EXERCISE MATERIALS:
*** Begin section ***
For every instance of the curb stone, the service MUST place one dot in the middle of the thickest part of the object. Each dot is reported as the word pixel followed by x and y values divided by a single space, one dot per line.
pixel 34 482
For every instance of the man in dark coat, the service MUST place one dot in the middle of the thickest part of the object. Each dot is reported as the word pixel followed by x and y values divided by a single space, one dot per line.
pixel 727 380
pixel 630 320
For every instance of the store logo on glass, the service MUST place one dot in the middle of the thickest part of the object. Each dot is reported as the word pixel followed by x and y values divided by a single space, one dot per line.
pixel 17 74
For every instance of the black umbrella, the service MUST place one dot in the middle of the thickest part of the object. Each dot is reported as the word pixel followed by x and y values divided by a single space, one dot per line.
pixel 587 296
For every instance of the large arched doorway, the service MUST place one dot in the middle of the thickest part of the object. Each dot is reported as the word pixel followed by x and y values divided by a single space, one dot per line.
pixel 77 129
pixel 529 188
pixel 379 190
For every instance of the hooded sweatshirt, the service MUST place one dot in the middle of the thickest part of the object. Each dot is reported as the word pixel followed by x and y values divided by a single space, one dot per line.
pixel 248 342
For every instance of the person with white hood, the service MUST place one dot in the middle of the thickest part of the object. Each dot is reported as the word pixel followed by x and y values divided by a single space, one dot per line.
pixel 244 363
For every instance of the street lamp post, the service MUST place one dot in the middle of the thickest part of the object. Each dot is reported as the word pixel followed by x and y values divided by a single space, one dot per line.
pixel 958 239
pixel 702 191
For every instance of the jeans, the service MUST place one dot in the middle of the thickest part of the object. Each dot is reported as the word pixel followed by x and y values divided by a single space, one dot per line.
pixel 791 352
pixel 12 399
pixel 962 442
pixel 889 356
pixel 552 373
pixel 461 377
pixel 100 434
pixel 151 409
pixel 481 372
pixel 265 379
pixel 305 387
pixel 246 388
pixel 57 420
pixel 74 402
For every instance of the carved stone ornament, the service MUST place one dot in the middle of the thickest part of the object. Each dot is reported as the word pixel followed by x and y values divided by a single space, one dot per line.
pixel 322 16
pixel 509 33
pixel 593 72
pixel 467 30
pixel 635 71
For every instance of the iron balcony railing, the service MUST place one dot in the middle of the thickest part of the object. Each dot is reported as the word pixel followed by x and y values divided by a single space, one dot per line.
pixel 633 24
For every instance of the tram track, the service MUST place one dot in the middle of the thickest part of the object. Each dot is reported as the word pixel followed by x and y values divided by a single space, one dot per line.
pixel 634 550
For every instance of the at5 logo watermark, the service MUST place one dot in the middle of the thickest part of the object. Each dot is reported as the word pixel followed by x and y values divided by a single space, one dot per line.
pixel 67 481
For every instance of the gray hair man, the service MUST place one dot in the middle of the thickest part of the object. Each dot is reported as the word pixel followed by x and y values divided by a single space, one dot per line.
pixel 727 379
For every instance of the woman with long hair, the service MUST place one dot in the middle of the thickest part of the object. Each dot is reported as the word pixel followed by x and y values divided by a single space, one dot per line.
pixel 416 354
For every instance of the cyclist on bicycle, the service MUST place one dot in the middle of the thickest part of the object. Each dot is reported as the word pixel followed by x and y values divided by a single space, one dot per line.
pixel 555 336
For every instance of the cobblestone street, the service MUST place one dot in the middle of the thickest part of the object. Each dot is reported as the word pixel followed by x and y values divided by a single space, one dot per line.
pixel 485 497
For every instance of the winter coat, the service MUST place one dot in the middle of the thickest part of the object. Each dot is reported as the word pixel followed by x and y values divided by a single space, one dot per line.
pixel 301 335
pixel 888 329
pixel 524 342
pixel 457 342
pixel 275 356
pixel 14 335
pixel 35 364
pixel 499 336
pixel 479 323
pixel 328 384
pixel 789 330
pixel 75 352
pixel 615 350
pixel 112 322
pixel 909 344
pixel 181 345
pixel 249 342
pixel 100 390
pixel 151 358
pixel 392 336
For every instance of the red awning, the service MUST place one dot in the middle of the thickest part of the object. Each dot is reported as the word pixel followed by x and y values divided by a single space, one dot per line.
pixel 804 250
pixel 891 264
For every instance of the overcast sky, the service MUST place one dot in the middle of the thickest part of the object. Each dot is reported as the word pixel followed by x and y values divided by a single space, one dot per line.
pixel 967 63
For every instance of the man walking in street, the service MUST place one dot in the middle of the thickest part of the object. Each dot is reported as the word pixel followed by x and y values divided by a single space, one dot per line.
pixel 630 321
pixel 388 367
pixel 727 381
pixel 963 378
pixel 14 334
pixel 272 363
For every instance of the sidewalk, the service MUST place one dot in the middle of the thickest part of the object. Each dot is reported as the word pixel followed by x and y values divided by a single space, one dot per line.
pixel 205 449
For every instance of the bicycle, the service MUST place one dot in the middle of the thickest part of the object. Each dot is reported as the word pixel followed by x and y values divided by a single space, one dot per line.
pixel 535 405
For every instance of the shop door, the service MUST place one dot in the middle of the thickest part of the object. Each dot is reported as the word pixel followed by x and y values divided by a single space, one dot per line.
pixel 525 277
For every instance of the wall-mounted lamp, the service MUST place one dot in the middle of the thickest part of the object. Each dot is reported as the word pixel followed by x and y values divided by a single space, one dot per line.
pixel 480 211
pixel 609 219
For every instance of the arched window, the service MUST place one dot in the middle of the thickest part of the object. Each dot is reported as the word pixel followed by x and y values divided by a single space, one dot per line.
*** End section ***
WHAT IS REQUIRED: Each record above needs to be given again exactly as written.

TASK ANSWER:
For every instance of the curb stone, the service MUST place one dot in the middle of the thickest part of the object. Each dot is reported as the word pixel followed by x and y values divided by a single space, one dot per line.
pixel 34 482
For every instance of the man in dark coat, the service MUST place one dot in the middle of the thickest part of the object. Each dot is reported as the word pixel followed by x and y values divided by a single space, one dot per line.
pixel 727 380
pixel 630 320
For every instance of the store logo on glass, the service MUST place one dot in the middle of the thickest part of the object. Each dot is reported as the word pixel followed by x and y values divided by a single space, one dot per line.
pixel 17 74
For every instance of the black umbrella, the service MUST place one dot in the middle of the thickest part of the object. Each dot is reported as the word pixel followed by x and y values divided by a single space, one dot per line.
pixel 587 296
For every instance of the large arched doorway, the service MUST place one dot in the middle of the thickest part of the object. Each dot is reported as the word pixel followed by x and y values divided by a single space, one dot per line.
pixel 77 129
pixel 529 188
pixel 379 190
For every instance of the hooded sweatshirt, the service MUST place one dot in the middle of the thickest part of the object. Each dot is reported as the word pixel followed by x and y values divided by a single space, one dot per line.
pixel 248 342
For every instance of the person with white hood, the service MUST place one dot in the middle of the thickest part of the object. Each dot is reported as the word pixel followed by x and y values divided by a single space, one dot per line.
pixel 244 363
For every instance of the street lamp post, the service MUST place one dot in the middle of the thickest part of the object. Each dot is reported as the word pixel followed by x and y values divided by a single space, one dot per line.
pixel 958 239
pixel 702 191
For every instance of the jeans, the service MUST place one dot in the middle of the thickest part of the object. Each dot is reported as the word pixel followed by x and y values divided by a single space, one dot per line.
pixel 791 352
pixel 12 399
pixel 962 442
pixel 889 356
pixel 552 373
pixel 461 377
pixel 100 434
pixel 151 409
pixel 481 372
pixel 265 379
pixel 305 387
pixel 246 388
pixel 57 420
pixel 74 402
For every instance of the carved stone ornament, the service MUST place one dot in the middle of the thickest part of the object. Each dot is reported as the word pixel followed by x and y values divided by a single space, one dot per line.
pixel 322 16
pixel 509 33
pixel 593 72
pixel 467 30
pixel 635 71
For every instance of the iron balcony railing, the service MUST place one dot in the middle of the thickest part of the object. Each dot is reported as the word pixel followed by x and y values divided by a single space, one dot per line.
pixel 633 24
For every instance of the tram track, the service MUST place one dot in the middle of the thickest part of the object. Each dot is reported as the word pixel followed by x and y values divided by a single space, one dot per line.
pixel 634 550
For every instance of the at5 logo watermark, the service MUST place one dot in the middle of the thickest part of the object. Each dot is reported as the word pixel followed by x and y values divided by a single space, one dot per line.
pixel 67 481
For every instance of the gray hair man, the service MUST place one dot in the middle of the thickest part of the object. Each dot is reported as the word pixel followed by x and y values divided by a single space, one dot per line.
pixel 727 379
For every instance of the woman with long hair, the service MUST place one dot in the middle of the thickest part of the object. Each dot is reported as the word pixel followed by x and y values divided by a single space, one dot per line.
pixel 416 354
For every instance of the cyclist on bicycle, the service MUST place one dot in the middle of the thickest part of the object. Each dot is reported as the word pixel followed by x and y values divided by a single space, one dot per line.
pixel 555 336
For every instance of the cobblestone street, the service MUST place one dot in the middle of the thickest part of the object. Each dot is reported as the word pixel followed by x and y values divided by a single space, one dot per line.
pixel 485 497
For every instance of the winter coat, the service MUST place one dot in the middle of the thickest part of the object. Each dot is reported as the word pixel followed by x and y values divided by a single space, one dot per line.
pixel 301 335
pixel 888 329
pixel 524 342
pixel 457 342
pixel 275 356
pixel 14 335
pixel 35 364
pixel 499 336
pixel 479 323
pixel 328 384
pixel 789 330
pixel 75 352
pixel 615 350
pixel 112 322
pixel 909 344
pixel 181 345
pixel 249 342
pixel 100 390
pixel 151 358
pixel 392 336
For every instance of the red awning, the service MUST place one dot in the middle of the thickest part of the object. Each dot is reported as the word pixel followed by x and y values divided by a single space, one dot per line.
pixel 804 250
pixel 891 264
For every instance of the overcast sky, the service MUST place one dot in the middle of the thickest part of the object. Each dot is reported as the word pixel followed by x and y values divided by a single space, one dot per line.
pixel 967 63
For every instance of the man walking in street, the service MUST place one dot in the middle of the thickest part of the object. Each dot is reported as the word pixel followed by x and y values divided by a single space, one dot per line.
pixel 630 321
pixel 388 367
pixel 727 381
pixel 963 378
pixel 14 334
pixel 272 363
For every instance of the sidewalk, the service MUST place one dot in the middle of the thickest part of the object. Each dot is reported as the word pixel followed by x and y values divided by a single space, one dot per line.
pixel 205 449
For every instance of the bicycle, the service MUST place one dot in the middle of the thickest part of the object. Each dot is reported as the word pixel followed by x and y values divided by a single space, one dot per line.
pixel 535 405
For every instance of the shop door, the service MUST place one dot in the middle of the thickest part of the object. Each dot is reported as the word pixel followed by x and y values divided by a single space, one dot per line.
pixel 525 277
For every instance of the wall-mounted lamp, the service MUST place one dot in the middle of the thickest part of the object. Each dot is reported as the word pixel followed by x and y values divided by a single space, one dot per line.
pixel 480 211
pixel 609 219
For every instance of the arched window, the service MUST place one dot in the middle of the thickest part of the object. Each dot is reported as the word pixel followed by x and y values divided by a single space, one dot per line.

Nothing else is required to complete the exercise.